§ Text-to-region grounding data

#####

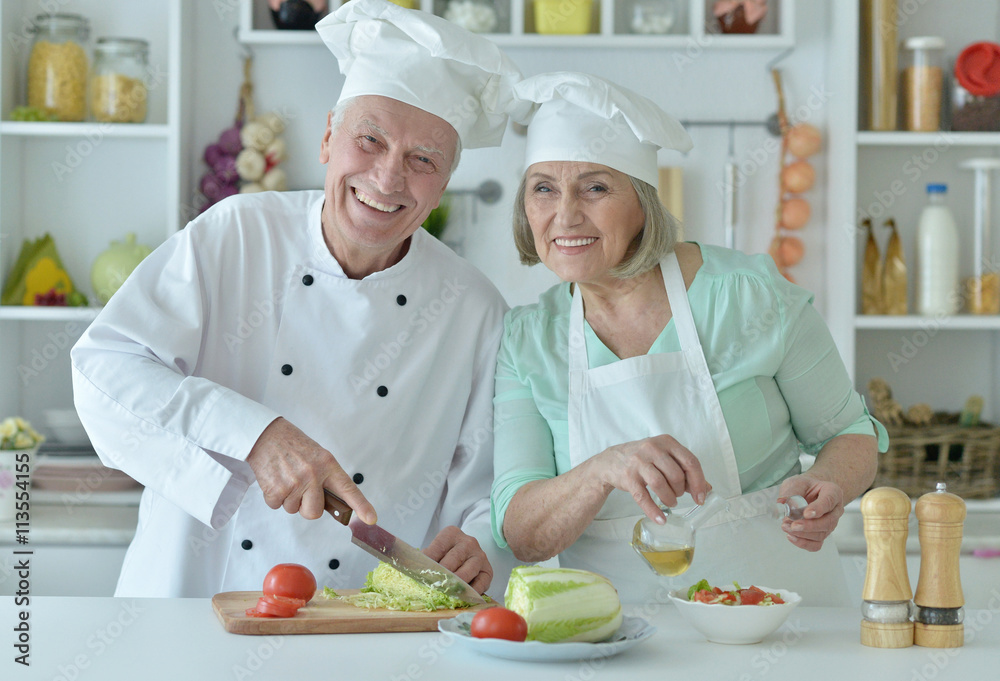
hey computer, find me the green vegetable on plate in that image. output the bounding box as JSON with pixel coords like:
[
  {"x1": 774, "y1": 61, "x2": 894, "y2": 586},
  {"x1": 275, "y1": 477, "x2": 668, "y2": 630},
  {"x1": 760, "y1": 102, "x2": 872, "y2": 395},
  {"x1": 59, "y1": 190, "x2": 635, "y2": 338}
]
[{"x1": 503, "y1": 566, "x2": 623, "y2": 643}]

#####

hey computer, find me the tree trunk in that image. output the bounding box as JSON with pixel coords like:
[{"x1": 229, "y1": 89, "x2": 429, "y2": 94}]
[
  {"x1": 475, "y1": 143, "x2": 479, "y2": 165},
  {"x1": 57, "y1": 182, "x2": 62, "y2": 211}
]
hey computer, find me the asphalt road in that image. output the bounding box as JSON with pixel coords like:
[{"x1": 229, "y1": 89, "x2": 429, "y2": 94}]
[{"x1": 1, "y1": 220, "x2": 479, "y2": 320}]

#####

§ EXERCISE AIM
Every line above that holds the string "coords" should be copied out.

§ OUTPUT BELOW
hey computer, find me the green vegetable on plate in that image. output the bounding box as JSON with pixel coords like:
hey computer, find me the tree trunk in that image. output the bounding box as JSON with pixel coords like:
hey computer, find me the asphalt road in that image. output the bounding box as JSON with pixel coords like:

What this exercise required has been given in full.